Work required
Each entry listed below should be reproduced word for word.
★ ★ ★ ★
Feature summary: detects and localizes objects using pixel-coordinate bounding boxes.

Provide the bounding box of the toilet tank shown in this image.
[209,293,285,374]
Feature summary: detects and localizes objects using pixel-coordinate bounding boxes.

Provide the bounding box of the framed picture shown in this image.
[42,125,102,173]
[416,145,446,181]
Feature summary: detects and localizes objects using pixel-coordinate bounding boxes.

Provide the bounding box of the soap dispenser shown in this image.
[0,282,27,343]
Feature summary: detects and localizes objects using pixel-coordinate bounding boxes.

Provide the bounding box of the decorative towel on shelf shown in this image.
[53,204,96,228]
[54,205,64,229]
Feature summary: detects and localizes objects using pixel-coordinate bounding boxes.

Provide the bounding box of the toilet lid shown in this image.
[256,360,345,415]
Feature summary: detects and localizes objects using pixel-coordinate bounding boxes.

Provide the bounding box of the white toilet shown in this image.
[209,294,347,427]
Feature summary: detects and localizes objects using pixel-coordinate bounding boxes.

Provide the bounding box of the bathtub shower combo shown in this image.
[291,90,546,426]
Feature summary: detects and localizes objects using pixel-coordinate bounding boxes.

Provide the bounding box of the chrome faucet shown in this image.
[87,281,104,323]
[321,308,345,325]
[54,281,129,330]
★ ★ ★ ★
Task answer
Feature summary: detects and localizes objects using pixel-coordinate bounding boxes.

Provide the bounding box of the toilet tank shown in this image.
[209,293,285,374]
Feature summary: detects and localizes objects using pixel-coordinate bounding boxes.

Provide the bounding box of the framed picture shown in this image.
[42,125,102,173]
[416,145,446,181]
Feature summary: detects and localizes objects using pixel-coordinate bounding boxes.

Provide the bounding box of the soap dispenser shown in this image.
[0,282,27,343]
Feature summary: detects and localizes objects using pixel-coordinate bounding boxes.

Provide the bounding box of the decorative towel on shelf shown in this image.
[53,204,96,228]
[54,205,64,229]
Feature summary: detects and localizes objects using pixel-coordinate bounding boxes.

Provide the bounding box of the toilet lid shown in this image.
[256,360,345,415]
Feature summary: detects and localizes objects using pixel-coordinate bounding boxes.

Provide the bounding box of the white toilet shown in this image.
[209,294,347,427]
Feature summary: detects and localizes objects using pixel-coordinate bounding boxes.

Provide the bounding box of the bathtub shower combo shown in this image.
[291,90,546,426]
Feature summary: detects and localizes objects using pixel-coordinate bounding boxes.

Provide the bounding box of the chrome faucet shown in this image.
[87,281,104,323]
[321,308,345,325]
[54,281,129,330]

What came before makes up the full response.